**Data excerpts:**
----

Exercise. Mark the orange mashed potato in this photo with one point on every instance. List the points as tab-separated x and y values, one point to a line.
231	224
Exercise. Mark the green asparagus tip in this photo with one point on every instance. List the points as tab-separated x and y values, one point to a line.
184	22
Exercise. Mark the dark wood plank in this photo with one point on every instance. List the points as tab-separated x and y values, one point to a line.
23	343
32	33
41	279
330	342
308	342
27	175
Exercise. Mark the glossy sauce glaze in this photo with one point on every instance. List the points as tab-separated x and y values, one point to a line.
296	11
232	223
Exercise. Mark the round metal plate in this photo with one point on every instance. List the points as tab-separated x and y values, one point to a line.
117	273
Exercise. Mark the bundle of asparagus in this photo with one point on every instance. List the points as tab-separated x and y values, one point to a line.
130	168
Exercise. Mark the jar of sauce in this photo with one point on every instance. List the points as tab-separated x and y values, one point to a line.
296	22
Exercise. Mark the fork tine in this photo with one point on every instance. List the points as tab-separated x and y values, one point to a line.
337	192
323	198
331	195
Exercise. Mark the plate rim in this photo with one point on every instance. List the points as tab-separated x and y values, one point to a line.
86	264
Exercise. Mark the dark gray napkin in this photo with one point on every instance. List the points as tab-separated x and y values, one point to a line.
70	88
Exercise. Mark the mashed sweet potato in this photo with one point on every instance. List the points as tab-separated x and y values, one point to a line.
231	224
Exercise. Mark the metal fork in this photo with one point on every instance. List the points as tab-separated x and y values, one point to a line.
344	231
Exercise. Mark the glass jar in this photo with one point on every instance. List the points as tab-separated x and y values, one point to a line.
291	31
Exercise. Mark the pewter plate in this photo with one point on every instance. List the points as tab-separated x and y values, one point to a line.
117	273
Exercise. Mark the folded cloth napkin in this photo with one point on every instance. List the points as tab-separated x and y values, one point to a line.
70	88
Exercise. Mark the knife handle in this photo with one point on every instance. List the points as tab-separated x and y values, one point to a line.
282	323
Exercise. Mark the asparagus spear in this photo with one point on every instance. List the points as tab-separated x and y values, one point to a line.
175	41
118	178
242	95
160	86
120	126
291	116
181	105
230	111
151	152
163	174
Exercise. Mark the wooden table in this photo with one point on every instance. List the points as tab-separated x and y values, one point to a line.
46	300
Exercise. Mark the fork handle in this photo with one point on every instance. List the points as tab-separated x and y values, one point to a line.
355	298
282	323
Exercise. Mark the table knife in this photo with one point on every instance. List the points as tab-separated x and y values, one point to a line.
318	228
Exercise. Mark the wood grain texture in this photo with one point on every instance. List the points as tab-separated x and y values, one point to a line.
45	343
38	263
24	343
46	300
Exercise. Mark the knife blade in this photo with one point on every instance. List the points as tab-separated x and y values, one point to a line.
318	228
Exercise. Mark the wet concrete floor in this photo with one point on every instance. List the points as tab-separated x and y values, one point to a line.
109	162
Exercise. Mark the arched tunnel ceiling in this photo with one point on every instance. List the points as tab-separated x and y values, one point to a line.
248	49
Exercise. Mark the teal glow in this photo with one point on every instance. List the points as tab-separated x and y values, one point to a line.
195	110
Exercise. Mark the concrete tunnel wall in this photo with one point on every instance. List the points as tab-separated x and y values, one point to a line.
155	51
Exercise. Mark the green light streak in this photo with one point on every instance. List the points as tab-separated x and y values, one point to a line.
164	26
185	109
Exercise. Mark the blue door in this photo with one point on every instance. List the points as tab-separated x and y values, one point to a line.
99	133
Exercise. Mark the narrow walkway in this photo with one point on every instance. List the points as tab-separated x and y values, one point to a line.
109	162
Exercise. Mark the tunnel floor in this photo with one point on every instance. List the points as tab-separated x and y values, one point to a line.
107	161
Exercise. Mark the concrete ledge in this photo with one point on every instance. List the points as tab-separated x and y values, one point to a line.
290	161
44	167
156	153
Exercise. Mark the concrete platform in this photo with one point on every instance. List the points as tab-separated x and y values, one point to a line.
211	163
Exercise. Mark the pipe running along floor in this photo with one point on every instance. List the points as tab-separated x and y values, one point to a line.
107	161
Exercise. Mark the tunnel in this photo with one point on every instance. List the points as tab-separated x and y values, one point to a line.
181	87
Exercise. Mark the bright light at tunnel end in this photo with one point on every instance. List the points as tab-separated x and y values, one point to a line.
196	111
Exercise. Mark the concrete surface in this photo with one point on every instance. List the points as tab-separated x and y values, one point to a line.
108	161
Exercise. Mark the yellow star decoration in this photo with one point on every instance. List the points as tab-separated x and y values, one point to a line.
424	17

----

**Exercise:** Repeat each record in full; every line must match exactly.

**Task response:**
Exercise. Mark the orange mashed potato in this photo with one point on every instance. List the points as tab-separated x and y values, one point to a line.
231	224
Exercise. Mark the green asparagus tip in this photo with one point on every instance. List the points as tab-separated x and y values, one point to a line.
184	22
Exercise. Mark the dark wood plank in this photo with one point on every instance. List the points as tab-separated x and y values, one point to a line.
23	343
32	33
41	279
330	342
308	342
27	175
Exercise. Mark the glossy sauce glaze in this photo with one point on every instance. List the points as tab-separated x and y values, one point to a line.
296	11
232	223
Exercise. Mark the round metal plate in this photo with one point on every instance. List the points as tab-separated x and y values, one point to a line.
117	273
Exercise. Mark the bundle of asparagus in this photo with one point on every instance. List the points as tab-separated x and y values, one point to a line.
130	168
Exercise. Mark the jar of sauce in this photo with one point on every instance. List the points as tab-separated x and y values, one point to a line.
296	22
Exercise. Mark the fork tine in this photo with one point on every instance. List the points as tab-separated x and y values, one point to a line.
337	192
323	198
331	195
Exercise. Mark the plate rim in this photo with one point on every instance. List the points as tab-separated x and y values, one point to a line.
86	264
Exercise. Mark the dark gray napkin in this photo with one point on every instance. List the points as tab-separated x and y values, one point to a line.
70	88
Exercise. Mark the mashed sweet potato in this photo with one point on every instance. List the points as tab-separated x and y values, one point to a line.
231	224
Exercise. Mark the metal fork in this photo with one point on every instance. List the points as tab-separated x and y values, one point to a line.
344	231
Exercise. Mark the glass jar in this photo with one point on every instance. List the points as tab-separated x and y values, one point to a line.
291	31
Exercise. Mark the pewter plate in this photo with one point on every instance. List the points as tab-separated x and y values, one point to a line.
117	273
Exercise. Mark the folded cloth napkin in this photo with one point on every instance. List the points as tab-separated x and y values, one point to a line.
70	88
Exercise. Mark the knife handle in this photo with one point on every instance. List the points as tab-separated x and y values, one point to a line.
282	323
Exercise. Mark the asparagus spear in this photo with one point on every instance. List the points as tab-separated x and y values, one point to a line.
175	41
118	178
242	95
160	86
120	126
291	116
181	105
230	111
151	152
163	174
Exercise. Mark the wooden table in this photo with one point on every instance. List the points as tab-separated x and y values, one point to a line.
46	300
Exercise. Mark the fork handle in this photo with one point on every instance. List the points as tab-separated x and y values, one point to a line.
355	298
282	323
Exercise. Mark the table knife in this photo with one point on every instance. List the points as tab-separated x and y values, one point to a line.
318	228
Exercise. Mark the wood grain texture in this photo with one point on every instance. List the points as tab-separated x and y values, one point to a line.
45	343
38	263
24	343
46	300
Exercise. Mark the knife blade in this photo with one point on every instance. List the points as tab-separated x and y values, one point to a line.
318	228
Exercise. Mark the wet concrete floor in this photo with one point on every instance. List the points as tab-separated x and y values, one point to a line.
109	162
Exercise. Mark the arched tunnel ceiling in this photo with one point on every instance. List the points as tab-separated x and y values, one point to a line.
248	49
Exercise. Mark the teal glow in this photo with one point on every instance. List the points as tab-separated x and y values, one point to a line.
195	110
Exercise. Mark the concrete tunnel wall in this photo with one point on every instance. List the points as tab-separated x and y values, one point to a line.
155	51
Exercise. Mark the green light streak in this photo with one point on every instance. List the points as tab-separated x and y values, one point to a line.
164	26
185	109
Exercise. Mark the blue door in this photo with one point on every instance. List the points as tab-separated x and y values, one point to a line.
99	133
Exercise. Mark the narrow walkway in this photo with one point on every instance. List the points as tab-separated x and y values, one point to a line.
109	162
Exercise. Mark the tunnel floor in this photo with one point on every instance. List the points as tab-separated x and y values, one point to a line.
107	161
Exercise. Mark the concrete ledge in this photo with one point on every instance. List the points as tab-separated x and y values, one point to a line.
290	161
44	167
156	153
Exercise. Mark the concrete platform in this photo with one point on every instance. List the points as tab-separated x and y values, one point to a line.
211	163
Exercise. Mark the pipe running along floor in this photo with one point on every instance. List the points as tab-separated x and y values, one point to a line.
107	161
Exercise. Mark the tunnel in this photo with one point on every instance. List the points as tab-separated x and y values, one point to a line.
181	87
Exercise. Mark the bright light at tunnel end in this photo with one point on every instance. List the points as tab-separated x and y values, one point to a line.
196	111
Exercise. Mark the concrete surface in this photo with one point on every instance. List the points as tab-separated x and y values, one point to a line.
108	161
Exercise. Mark the yellow star decoration in this photo with one point on every instance. List the points as tab-separated x and y values, one point to a line.
424	17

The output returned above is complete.